_Written instruction:_ Can you update the items starting at their beginning and ending at the line containing "<point>796,492</point>", changing "sun lounger" to "deck chair" and nothing else? Leave the pictures out of your answer.

┌─ The data

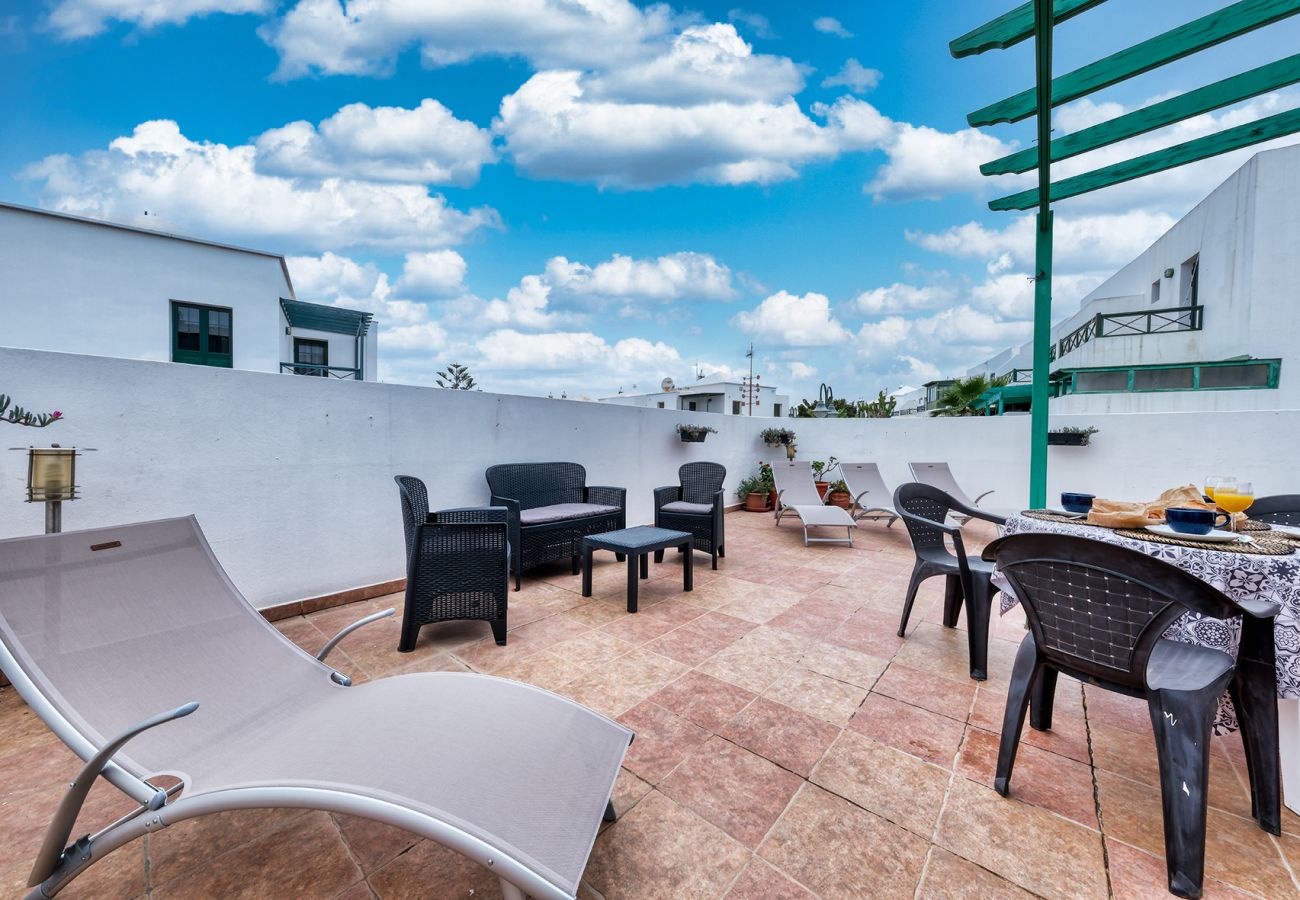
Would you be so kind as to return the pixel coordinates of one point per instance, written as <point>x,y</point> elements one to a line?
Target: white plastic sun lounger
<point>871,498</point>
<point>937,475</point>
<point>796,492</point>
<point>137,650</point>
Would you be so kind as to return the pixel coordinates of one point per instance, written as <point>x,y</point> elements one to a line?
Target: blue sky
<point>592,195</point>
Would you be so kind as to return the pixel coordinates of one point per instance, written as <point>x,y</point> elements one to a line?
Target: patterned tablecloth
<point>1238,575</point>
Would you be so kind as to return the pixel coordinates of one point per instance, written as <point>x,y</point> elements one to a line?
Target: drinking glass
<point>1212,483</point>
<point>1234,497</point>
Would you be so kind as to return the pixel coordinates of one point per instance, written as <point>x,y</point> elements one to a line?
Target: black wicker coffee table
<point>637,544</point>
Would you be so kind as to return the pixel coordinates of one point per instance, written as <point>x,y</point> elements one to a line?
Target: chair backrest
<point>794,480</point>
<point>415,506</point>
<point>537,484</point>
<point>103,628</point>
<point>700,481</point>
<point>937,475</point>
<point>1096,608</point>
<point>865,483</point>
<point>930,503</point>
<point>1278,510</point>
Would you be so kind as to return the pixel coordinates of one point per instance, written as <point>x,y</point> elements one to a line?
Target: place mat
<point>1256,548</point>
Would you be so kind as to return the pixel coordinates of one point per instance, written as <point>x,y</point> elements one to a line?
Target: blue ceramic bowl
<point>1077,502</point>
<point>1190,520</point>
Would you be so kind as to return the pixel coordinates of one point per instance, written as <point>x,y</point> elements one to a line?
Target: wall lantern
<point>822,409</point>
<point>51,480</point>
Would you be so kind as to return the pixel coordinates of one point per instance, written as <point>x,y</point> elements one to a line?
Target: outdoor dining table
<point>1272,574</point>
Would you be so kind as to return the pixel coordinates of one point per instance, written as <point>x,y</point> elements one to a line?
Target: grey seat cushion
<point>540,515</point>
<point>683,506</point>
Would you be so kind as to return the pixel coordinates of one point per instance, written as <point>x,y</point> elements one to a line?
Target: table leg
<point>586,571</point>
<point>633,565</point>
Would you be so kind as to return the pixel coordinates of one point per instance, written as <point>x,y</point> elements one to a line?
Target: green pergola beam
<point>1170,158</point>
<point>1174,44</point>
<point>1010,29</point>
<point>1158,115</point>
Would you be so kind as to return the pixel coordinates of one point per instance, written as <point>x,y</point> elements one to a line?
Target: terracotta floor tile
<point>1236,851</point>
<point>687,645</point>
<point>762,882</point>
<point>1044,779</point>
<point>303,859</point>
<point>949,877</point>
<point>662,851</point>
<point>840,851</point>
<point>817,695</point>
<point>887,782</point>
<point>740,792</point>
<point>414,874</point>
<point>934,692</point>
<point>787,736</point>
<point>1031,847</point>
<point>663,740</point>
<point>928,735</point>
<point>841,663</point>
<point>1139,875</point>
<point>707,701</point>
<point>752,671</point>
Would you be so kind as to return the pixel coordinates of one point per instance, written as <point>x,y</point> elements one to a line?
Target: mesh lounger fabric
<point>116,635</point>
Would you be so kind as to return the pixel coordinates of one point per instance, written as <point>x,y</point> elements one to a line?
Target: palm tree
<point>960,399</point>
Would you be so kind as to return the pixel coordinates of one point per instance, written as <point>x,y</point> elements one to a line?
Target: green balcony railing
<point>321,371</point>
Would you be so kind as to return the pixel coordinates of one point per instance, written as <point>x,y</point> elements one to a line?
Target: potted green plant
<point>775,437</point>
<point>753,490</point>
<point>820,468</point>
<point>1071,436</point>
<point>694,433</point>
<point>839,494</point>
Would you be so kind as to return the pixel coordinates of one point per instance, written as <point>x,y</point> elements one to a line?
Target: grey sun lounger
<point>937,475</point>
<point>137,650</point>
<point>797,493</point>
<point>871,498</point>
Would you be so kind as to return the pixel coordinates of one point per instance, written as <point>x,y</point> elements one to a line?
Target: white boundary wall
<point>291,479</point>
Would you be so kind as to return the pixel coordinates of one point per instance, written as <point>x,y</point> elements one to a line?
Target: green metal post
<point>1043,24</point>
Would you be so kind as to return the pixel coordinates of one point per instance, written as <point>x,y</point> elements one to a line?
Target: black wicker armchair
<point>458,563</point>
<point>551,509</point>
<point>694,506</point>
<point>1097,613</point>
<point>924,510</point>
<point>1277,510</point>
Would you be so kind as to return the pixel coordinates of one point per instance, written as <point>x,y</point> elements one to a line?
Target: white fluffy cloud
<point>433,273</point>
<point>854,76</point>
<point>82,18</point>
<point>321,37</point>
<point>828,25</point>
<point>216,190</point>
<point>425,145</point>
<point>791,320</point>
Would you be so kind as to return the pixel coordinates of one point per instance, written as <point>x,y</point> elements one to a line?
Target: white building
<point>87,286</point>
<point>724,397</point>
<point>1204,319</point>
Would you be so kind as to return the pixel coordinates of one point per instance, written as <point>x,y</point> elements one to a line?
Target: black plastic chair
<point>1097,613</point>
<point>924,510</point>
<point>458,563</point>
<point>696,506</point>
<point>1277,510</point>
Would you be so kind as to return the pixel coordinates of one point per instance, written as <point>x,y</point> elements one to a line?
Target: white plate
<point>1213,537</point>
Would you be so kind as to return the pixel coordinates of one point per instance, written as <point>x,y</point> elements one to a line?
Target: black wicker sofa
<point>551,509</point>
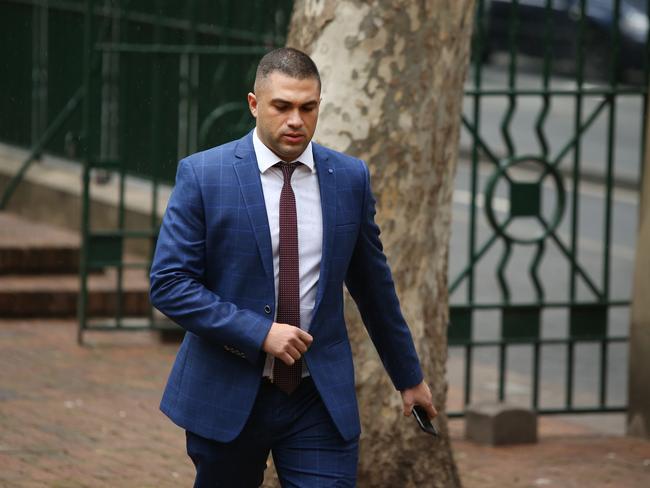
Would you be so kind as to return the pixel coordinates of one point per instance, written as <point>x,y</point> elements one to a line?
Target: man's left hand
<point>418,395</point>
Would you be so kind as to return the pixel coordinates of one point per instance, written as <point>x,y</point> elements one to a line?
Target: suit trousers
<point>307,449</point>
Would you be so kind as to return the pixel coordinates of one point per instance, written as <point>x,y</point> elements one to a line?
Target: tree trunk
<point>638,414</point>
<point>393,78</point>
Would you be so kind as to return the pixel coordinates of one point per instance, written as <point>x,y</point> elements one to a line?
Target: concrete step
<point>28,247</point>
<point>31,296</point>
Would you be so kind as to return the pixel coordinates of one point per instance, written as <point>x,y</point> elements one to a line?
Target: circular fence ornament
<point>525,200</point>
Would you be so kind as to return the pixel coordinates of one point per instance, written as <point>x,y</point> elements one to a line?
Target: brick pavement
<point>88,417</point>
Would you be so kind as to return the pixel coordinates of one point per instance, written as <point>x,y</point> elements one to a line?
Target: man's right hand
<point>286,342</point>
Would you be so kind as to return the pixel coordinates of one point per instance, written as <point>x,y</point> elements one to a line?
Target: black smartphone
<point>422,418</point>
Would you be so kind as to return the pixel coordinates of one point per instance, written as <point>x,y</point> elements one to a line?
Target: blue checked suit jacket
<point>212,274</point>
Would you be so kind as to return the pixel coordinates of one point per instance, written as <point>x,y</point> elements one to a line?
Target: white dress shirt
<point>310,226</point>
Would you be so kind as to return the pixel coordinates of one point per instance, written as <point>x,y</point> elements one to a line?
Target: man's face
<point>286,110</point>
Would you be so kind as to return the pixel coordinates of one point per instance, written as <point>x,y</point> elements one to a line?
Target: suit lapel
<point>248,174</point>
<point>327,183</point>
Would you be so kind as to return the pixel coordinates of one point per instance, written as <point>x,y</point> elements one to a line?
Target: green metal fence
<point>130,87</point>
<point>539,190</point>
<point>161,80</point>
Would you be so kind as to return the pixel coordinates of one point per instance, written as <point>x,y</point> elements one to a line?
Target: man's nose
<point>295,120</point>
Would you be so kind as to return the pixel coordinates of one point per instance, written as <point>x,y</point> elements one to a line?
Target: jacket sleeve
<point>371,285</point>
<point>177,271</point>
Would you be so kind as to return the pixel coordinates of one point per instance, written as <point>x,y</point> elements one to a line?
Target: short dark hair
<point>289,61</point>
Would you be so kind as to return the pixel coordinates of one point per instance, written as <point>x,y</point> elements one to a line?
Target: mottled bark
<point>393,75</point>
<point>638,415</point>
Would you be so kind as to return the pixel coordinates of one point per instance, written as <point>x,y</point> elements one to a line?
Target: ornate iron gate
<point>545,57</point>
<point>159,83</point>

└─

_Task output:_
Would you be so kind as to return the pixel coordinates of one point per instance, written as <point>x,y</point> elements one to a line?
Target: white plastic deck chair
<point>871,498</point>
<point>937,475</point>
<point>796,492</point>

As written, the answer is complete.